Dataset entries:
----------

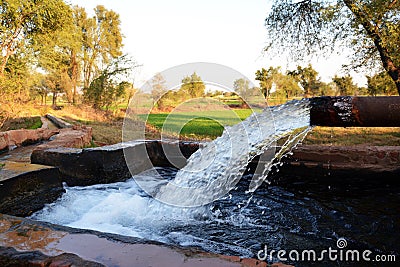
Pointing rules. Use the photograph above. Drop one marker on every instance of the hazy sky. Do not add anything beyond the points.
(160, 34)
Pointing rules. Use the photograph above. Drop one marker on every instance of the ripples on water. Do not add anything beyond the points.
(239, 223)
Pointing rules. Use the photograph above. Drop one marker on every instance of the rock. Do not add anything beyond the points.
(58, 122)
(22, 137)
(30, 191)
(10, 257)
(109, 163)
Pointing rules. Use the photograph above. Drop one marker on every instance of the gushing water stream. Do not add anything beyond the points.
(214, 205)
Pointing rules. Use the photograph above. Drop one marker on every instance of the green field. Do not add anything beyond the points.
(196, 124)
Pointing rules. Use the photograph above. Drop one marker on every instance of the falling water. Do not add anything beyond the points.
(211, 173)
(214, 170)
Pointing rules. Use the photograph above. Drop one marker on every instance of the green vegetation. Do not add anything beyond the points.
(196, 125)
(22, 123)
(370, 28)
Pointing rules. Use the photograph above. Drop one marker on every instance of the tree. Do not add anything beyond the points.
(307, 77)
(158, 88)
(266, 78)
(108, 87)
(102, 41)
(57, 55)
(24, 20)
(371, 27)
(53, 82)
(193, 86)
(242, 87)
(345, 85)
(274, 82)
(380, 83)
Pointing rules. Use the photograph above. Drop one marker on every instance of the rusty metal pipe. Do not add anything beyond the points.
(352, 111)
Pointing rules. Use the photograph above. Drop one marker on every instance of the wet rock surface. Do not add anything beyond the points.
(108, 164)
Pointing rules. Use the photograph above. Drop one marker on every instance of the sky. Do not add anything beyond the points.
(160, 34)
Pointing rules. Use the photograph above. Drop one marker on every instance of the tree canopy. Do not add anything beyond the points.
(370, 27)
(23, 20)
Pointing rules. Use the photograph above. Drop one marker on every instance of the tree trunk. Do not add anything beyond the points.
(54, 100)
(74, 76)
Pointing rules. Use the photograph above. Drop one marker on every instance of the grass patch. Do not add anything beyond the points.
(196, 125)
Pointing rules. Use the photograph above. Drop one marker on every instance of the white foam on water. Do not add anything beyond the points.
(123, 208)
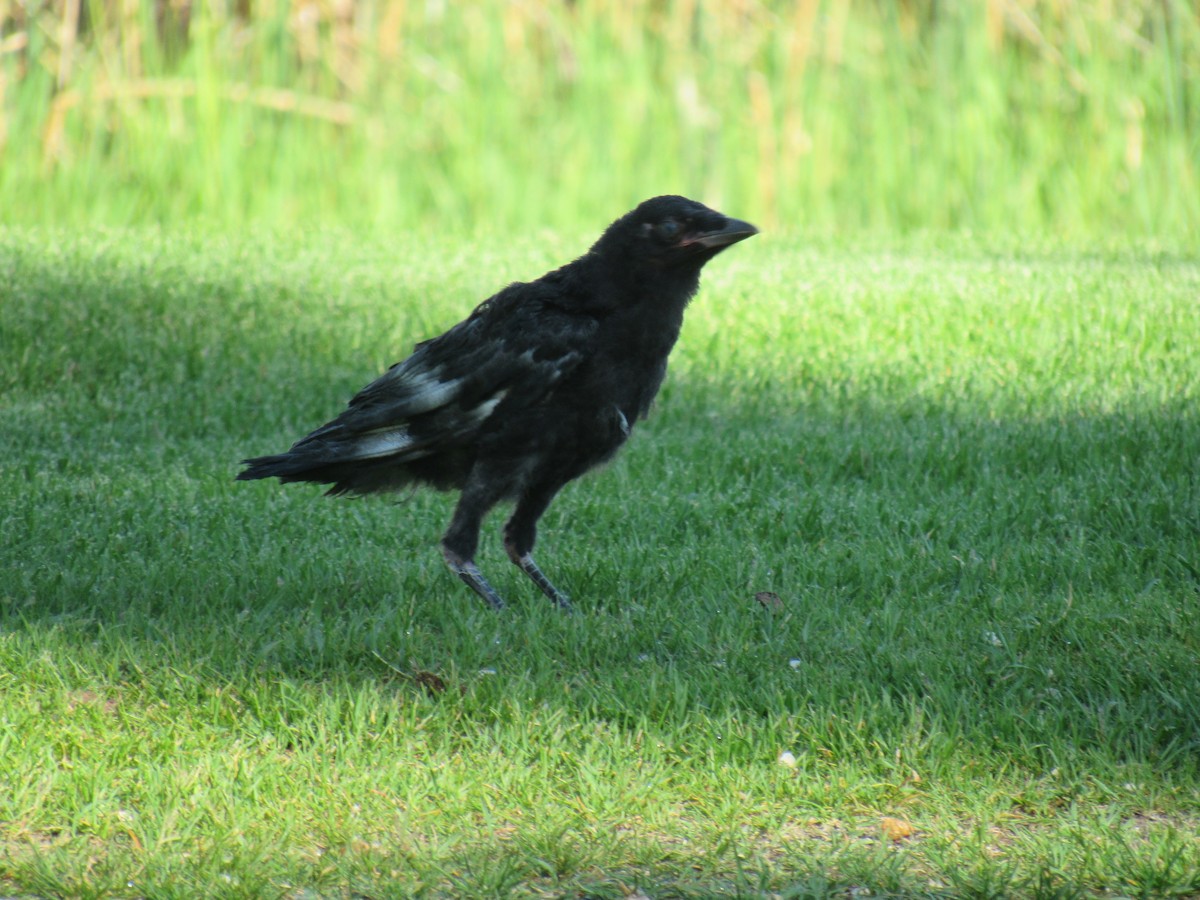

----------

### [Exercise objective]
Switch every "Drop one marker" in the entries to "Place one marker" and reproduce them otherwise unchanged, omitting the pictures.

### [Complete response]
Pointing rules. Use the photograph above. Place one marker on every instance of the hazy sky. Do not add anything beyond the points.
(160, 34)
Pointing rules. Use the photograph above. Place one marker on every instance of the ripples on water. Do not add anything beyond the points.
(239, 223)
Pointing rules. Use the photograph above. Place one marker on every instance of the rock. Do not add anything beyond the points.
(58, 122)
(22, 137)
(30, 191)
(10, 257)
(109, 163)
Pointing rules. Use the photograph above. Place one marker on every instance of the gushing water stream. Do not add anything beyond the points.
(214, 205)
Pointing rules. Use the photograph above. Place one marker on every instance of the green field. Do not add anything beyond the points.
(196, 124)
Pointing rules. Use the photograph above. Place one marker on every instance of the falling water. Do not add anything beyond the points.
(211, 173)
(214, 170)
Pointing rules. Use the photograph above. Place one marker on every instance of the green vegetation. Do not add anything beyond the points.
(196, 125)
(22, 123)
(370, 28)
Pointing rules. Use the photograph above. Place one marker on every instance of the tree. Do not add anything beyond the points.
(307, 77)
(158, 88)
(266, 78)
(108, 87)
(102, 41)
(57, 55)
(24, 20)
(371, 27)
(53, 82)
(193, 86)
(242, 87)
(345, 85)
(274, 82)
(380, 83)
Pointing rules. Use the photograph above. Place one marker on every instance of the rusty metal pipe. Do not add anything beyond the points.
(352, 111)
Pointing rules. Use the photograph above. Place one marker on every instance of the wet rock surface. Do not add anything beyond the points.
(108, 164)
Pointing rules. Use the photograph above. Place one marker on every instance of the sky. Do not add anything beyond the points.
(160, 34)
Pointing rules. Use the photograph above. Place one marker on every instance of the tree canopy. Do not add anything beyond the points.
(370, 27)
(23, 20)
Pointing rules. Use the photograph above. Place one marker on every instance of the tree trunk. Do not add anything beyond the points.
(54, 100)
(74, 76)
Pointing rules. Use the photograph above. Place one marker on every instance of the grass patch. Do not add anything beyond the points.
(196, 125)
Pointing rules. Use the photograph above. Place one marker on every instance of the white foam on water. Do not add anything beyond the points.
(123, 208)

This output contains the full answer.